++++ Texte d'étude ++++
Les quatre vérités de Jean-Marc Vaudiau
«Patience, ô mon cœur!»
User de patience, malgré les
nausées, l’inconfort ou
la douleur, c’est permettre à la
joie de dépasser tout le reste.
«Patience et longueur de temps font plus que force ni que rage». Ainsi se termine la fable intitulée Le Lion et Le Rat. Du temps qu’on faisait apprendre des poèmes aux enfants, non seulement on les conduisait par la main dans le monde des belles œuvres, mais encore on leur révélait que leurs frustrations quotidiennes avaient un sens. L’enfant découvrait la patience, lui qui en a si peu, à l’instar de notre société infantilisée et effrayée de manquer la futilité qui passe. Quand Ulysse, dans l’Odyssée, de retour en Ithaque, est pris de fureur en découvrant l’état de son palais, il envisage d’abord de faire regretter aux prétendants leur arrogance, mas il résiste à son impulsion et s’exhorte lui-même: «Patience, ô mon cœur!»; cette crise intérieure ouvre d’emblée l’horizon de la morale humaine.
++++ Données fournies ++++
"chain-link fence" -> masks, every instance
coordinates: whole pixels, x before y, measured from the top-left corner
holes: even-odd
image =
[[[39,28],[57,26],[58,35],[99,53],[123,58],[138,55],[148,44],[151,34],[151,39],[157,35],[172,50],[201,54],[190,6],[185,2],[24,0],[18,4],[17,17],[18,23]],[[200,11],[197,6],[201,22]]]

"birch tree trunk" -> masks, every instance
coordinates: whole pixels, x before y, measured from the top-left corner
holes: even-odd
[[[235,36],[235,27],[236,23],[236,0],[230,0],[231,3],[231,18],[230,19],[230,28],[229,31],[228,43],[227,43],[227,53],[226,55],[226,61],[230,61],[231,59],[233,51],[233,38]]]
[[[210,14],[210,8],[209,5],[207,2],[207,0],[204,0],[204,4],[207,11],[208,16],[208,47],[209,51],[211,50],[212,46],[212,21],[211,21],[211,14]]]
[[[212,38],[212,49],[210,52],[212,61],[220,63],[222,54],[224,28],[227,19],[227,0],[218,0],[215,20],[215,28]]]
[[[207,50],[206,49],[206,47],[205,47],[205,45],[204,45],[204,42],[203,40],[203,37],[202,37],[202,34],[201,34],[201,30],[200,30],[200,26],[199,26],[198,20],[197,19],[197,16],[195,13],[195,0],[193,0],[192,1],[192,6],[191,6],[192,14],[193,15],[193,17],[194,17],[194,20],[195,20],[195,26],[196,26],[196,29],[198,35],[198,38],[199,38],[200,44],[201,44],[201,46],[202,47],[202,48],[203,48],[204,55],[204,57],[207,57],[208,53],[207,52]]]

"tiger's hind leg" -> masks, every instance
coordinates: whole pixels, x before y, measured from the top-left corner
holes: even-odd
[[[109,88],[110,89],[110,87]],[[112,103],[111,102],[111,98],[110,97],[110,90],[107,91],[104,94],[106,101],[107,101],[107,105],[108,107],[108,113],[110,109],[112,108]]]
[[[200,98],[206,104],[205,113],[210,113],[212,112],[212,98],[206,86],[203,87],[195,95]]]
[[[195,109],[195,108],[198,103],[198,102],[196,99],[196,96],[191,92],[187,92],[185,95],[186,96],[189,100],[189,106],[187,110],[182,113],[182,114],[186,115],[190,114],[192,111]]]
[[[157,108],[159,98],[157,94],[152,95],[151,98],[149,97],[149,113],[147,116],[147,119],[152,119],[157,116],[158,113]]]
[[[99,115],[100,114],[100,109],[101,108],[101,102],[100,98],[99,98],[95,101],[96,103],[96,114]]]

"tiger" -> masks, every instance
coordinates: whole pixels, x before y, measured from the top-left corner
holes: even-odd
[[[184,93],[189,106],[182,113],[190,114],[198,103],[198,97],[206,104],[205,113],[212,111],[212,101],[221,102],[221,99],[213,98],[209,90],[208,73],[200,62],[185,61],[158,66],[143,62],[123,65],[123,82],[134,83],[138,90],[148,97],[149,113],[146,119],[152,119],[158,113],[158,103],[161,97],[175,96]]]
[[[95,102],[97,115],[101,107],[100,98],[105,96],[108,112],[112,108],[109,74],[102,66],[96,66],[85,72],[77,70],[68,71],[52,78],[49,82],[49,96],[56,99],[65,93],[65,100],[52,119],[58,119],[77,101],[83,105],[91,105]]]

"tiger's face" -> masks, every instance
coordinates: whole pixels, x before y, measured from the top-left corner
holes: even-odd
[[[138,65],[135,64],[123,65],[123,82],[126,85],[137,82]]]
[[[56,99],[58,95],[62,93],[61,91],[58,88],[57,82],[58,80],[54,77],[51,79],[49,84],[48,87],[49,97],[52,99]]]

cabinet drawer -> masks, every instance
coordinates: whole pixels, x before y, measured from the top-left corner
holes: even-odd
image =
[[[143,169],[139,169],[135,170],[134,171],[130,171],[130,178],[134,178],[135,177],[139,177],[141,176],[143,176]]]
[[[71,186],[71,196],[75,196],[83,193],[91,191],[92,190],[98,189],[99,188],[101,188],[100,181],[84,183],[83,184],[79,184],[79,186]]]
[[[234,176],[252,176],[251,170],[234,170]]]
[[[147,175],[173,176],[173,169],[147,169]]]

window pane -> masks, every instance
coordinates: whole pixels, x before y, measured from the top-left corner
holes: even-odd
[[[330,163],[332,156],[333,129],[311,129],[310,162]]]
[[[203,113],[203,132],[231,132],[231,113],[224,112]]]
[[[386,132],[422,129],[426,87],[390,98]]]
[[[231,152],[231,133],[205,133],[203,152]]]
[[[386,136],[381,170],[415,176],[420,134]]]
++++
Liste des activités:
a: Recopiez mot pour mot, dans le texte sur la patience, tout le passage qui va de « Les quatre vérités » jusqu'à « tout le reste. ».
b: Répondez à ces questions sur le texte sur la patience :
(i) Quelle fable se termine par « Patience et longueur de temps font plus que force ni que rage » ?
(ii) Dans l'Odyssée, dans quelle île Ulysse est-il de retour ?
(iii) D'après le sous-titre, user de patience permet à quoi de dépasser tout le reste ?
c: Prolongez le texte sur la patience en reprenant juste après sa dernière phrase.
Les données fournies ne servent à rien ici.

Réponses attendues:
a:
Les quatre vérités de Jean-Marc Vaudiau
«Patience, ô mon cœur!»
User de patience, malgré les
nausées, l’inconfort ou
la douleur, c’est permettre à la
joie de dépasser tout le reste.

b:
(i) La fable intitulée Le Lion et Le Rat.
(ii) En Ithaque.
(iii) À la joie.

c:
Aucun mouvement de l’âme ne nous semble moins naturel que la patience, souvent regardée comme de la mollesse de caractère. L’inaction, le manque de réaction face à ce qui est mauvais et néfaste ne sont certes pas de la patience. Les parents qui se figurent être patients parce qu’ils laissent leurs enfants libres de faire tout ce qu’ils veulent ne sont guère vertueux. Ce sont des lâches et des paresseux, qui préparent le malheur à venir de leur progéniture et qui, en attendant, empoisonnent la vie de tous en imposant une marmaille aussi indisciplinée! Tout, tout de suite!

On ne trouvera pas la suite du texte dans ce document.